**** PASSAGE PROVIDED ****

ADR 010: Hermetic Bazel-native public-page visual regression

Author: Joe McGinley Status: Accepted Created: 2026-06-20

Problem

The public-page visual regression system (shipped in PR #2733) works: on every PR a BuildBuddy action boots the real :build_public SvelteKit app against committed mock data, screenshots the public pages with Playwright, diffs them against committed baselines, and posts inline before/after/diff images. But it is slow and the cost is structural, not incidental.

The action is a single workflow shell step that provisions its whole toolchain at runtime on an ubuntu-24.04 runner: it apt installs Node 20, installs gh/jq, runs playwright install-deps (about 93 system packages, roughly 85 MB), and downloads the chromium browser bundle (roughly 263 MB), every run. On a cold runner that provisioning dominates a roughly 2m30s wall time; the Bazel build of :build_public itself is already RBE-cached and finishes in about 7 seconds, so it is not the bottleneck. Warm runners are faster only by luck of reuse, which gives an unpredictable cold/warm cliff.

Worse, there is no caching of the result. The screenshots are produced by a non-Bazel subprocess, so Bazel cannot key them on their inputs. Every PR re-runs the full capture even when it does not touch the frontend at all. The majority of PRs (backend changes, ADRs, chart bumps) cannot affect a single pixel, yet each pays the entire capture cost.

This repo is otherwise a hermetic Bazel monorepo: dependencies are vendored, builds run on RBE, container images are built with apko, and outputs are content-addressed and cached. The visual regression tool is the outlier, an imperative subprocess that re-installs the world on each run.

Decision

Move the visual regression capture and diff into the Bazel ecosystem as hermetic, cached build actions, and reduce the workflow step to building those targets and posting the result. Keep the existing behaviour (mock-data seam, basemap interception, baselines, the PR comment); change only the execution substrate.

Concretely: vendor the JS toolchain (@playwright/test via rules_js/pnpm, Node via the existing toolchain) and the chromium binary (a Bazel repository rule over the pinned chromium build), so the browser and its driver are fetched once into the Bazel caches rather than downloaded every run. Express the screenshot capture as a Bazel action whose declared inputs are the built app bundle, the committed fixtures, the target/route configuration, and the chromium toolchain, and whose output is the PNG tree artifact. Express the pixel diff against committed baselines as a second Bazel action over those PNGs. The chromium runtime system libraries (the part apt provided) are supplied by a dedicated apko image used as the action's execution environment, consistent with how every other image in this repo is built.

Aspect	Today (workflow subprocess)	Decided (hermetic Bazel)

**** DATASET EXCERPTS ****

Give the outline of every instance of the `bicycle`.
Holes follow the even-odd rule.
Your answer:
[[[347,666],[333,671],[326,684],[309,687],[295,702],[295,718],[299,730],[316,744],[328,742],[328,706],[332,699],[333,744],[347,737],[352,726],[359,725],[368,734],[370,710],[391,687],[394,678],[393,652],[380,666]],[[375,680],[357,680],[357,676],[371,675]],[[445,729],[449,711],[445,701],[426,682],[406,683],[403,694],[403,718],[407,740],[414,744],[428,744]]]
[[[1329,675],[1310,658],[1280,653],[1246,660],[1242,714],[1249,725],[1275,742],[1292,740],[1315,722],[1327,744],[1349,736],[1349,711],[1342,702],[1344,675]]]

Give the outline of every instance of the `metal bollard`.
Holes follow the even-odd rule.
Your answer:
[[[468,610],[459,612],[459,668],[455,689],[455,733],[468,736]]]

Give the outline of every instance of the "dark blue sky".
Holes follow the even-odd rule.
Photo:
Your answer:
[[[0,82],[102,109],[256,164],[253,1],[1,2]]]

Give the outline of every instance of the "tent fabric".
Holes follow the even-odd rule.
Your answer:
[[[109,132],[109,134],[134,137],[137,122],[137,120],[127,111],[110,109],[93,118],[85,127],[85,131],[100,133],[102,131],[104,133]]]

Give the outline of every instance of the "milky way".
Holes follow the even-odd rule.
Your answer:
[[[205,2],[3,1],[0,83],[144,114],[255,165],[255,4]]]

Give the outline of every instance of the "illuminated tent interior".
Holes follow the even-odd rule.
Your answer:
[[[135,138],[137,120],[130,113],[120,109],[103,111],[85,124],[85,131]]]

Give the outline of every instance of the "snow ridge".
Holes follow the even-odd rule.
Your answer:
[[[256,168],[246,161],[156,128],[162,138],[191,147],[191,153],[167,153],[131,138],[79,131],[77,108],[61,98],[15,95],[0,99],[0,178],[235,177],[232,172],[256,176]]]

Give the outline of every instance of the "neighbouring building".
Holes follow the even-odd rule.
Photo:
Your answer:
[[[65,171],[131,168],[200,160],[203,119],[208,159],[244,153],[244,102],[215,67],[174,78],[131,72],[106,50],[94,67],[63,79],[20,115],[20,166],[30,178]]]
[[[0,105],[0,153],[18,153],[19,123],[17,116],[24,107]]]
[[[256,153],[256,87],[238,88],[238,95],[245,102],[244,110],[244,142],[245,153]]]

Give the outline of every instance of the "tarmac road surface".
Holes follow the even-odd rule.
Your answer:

****

### PROBLEMS AND TASKS
a. Reproduce the visual regression ADR between "Worse, there is" and "entire capture cost.", inclusive.
b. According to the visual regression ADR, roughly how large is the chromium browser bundle that is downloaded on every run?
c. Extend the ADR on hermetic visual regression, picking up after its final line.

### PER-TASK ANSWERS
a.
Worse, there is no caching of the result. The screenshots are produced by a non-Bazel subprocess, so Bazel cannot key them on their inputs. Every PR re-runs the full capture even when it does not touch the frontend at all. The majority of PRs (backend changes, ADRs, chart bumps) cannot affect a single pixel, yet each pays the entire capture cost.

b. Roughly 263 MB.

c.
Browser + Node + system deps	`apt`/download every run	Vendored, fetched once, cached
Capture execution	Imperative shell step	Bazel action with declared inputs
Result caching	None (re-runs always)	Output cache-keyed on inputs
Non-frontend PR cost	Full capture every time	Cache hit, no capture
System libraries	`playwright install-deps` (apt)	apko exec image
Workflow step	Install world, run, post	`bazel build` the diff, post

The decisive property is caching by input. Because the capture's inputs are declared, a PR that does not change the frontend bundle, fixtures, targets, or chromium produces a cache hit and runs no browser at all. A PR that does change the frontend invalidates the capture and re-renders; it re-renders every page rather than only the visibly edited ones, because :build_public is a single tree artifact and a shared component or CSS token can affect any page, so whole-set invalidation is correct rather than a limitation to engineer around. The common case (most PRs touch no frontend) becomes effectively free; the case that needs the work (frontend PRs) does the work.

Architecture

mermaid

graph LR
    A[":build_public app bundle"] --> CAP
    B["fixtures/api/*.json"] --> CAP
    C["route + target config"] --> CAP
    D["vendored chromium + playwright"] --> CAP
    CAP["capture action<br/>(apko chromium exec image)"] --> P["PNG tree artifact"]
    P --> DIFF["diff action (pixelmatch)"]
    BL["committed baselines"] --> DIFF
    DIFF --> R["diff result + changed PNGs"]
    R --> WF["workflow step: gh release upload + PR comment"]

The Bazel graph ends at the diff result. Side effects that cannot be hermetic (uploading assets, posting or clearing the PR comment, committing reseeded baselines) stay in a thin workflow step that consumes the cached Bazel outputs. That step does no capture and no browser work; it runs only when the diff action reports changes.

Alternatives Considered

Keep the runtime-install workflow step (status quo). Rejected: re-installs the browser and system deps every run, caches nothing, and leaves a cold/warm cliff. It is the problem this ADR exists to remove.
Switch to the official Playwright container image plus a pnpm build. Faster provisioning (browser baked in), but it leaves the Bazel ecosystem entirely: it forfeits the RBE build cache for the app, caches no capture output (so every PR still re-renders), and reintroduces a non-hermetic, image-pinned toolchain. It optimizes the wrong axis (per-run install time) instead of eliminating the work (output caching).
Rely on BuildBuddy warm-runner reuse to amortize installs. Rejected: warm reuse is opportunistic, not guaranteed, so it cannot be a correctness or performance contract; cold runs still pay full cost and baselines must be reproducible regardless of which runner is hit.
Per-page input granularity (render only the edited page). Rejected as infeasible and incorrect: the SvelteKit output is one tree artifact, and shared styles/components mean an edit can change any page, so the safe unit of invalidation is the whole bundle.

Security

Baseline per docs/security.md. The new apko chromium image is a CI-execution-only image: non-root (uid 65532 convention), never internet-exposed, and used solely as the exec environment for the capture action. No new secrets are introduced; the existing PR-comment and release-asset steps continue to use the same GHCR_TOKEN already injected into CI. Vendoring chromium pins an exact, auditable browser build rather than fetching a floating download at runtime, which is a supply-chain improvement over the current playwright install.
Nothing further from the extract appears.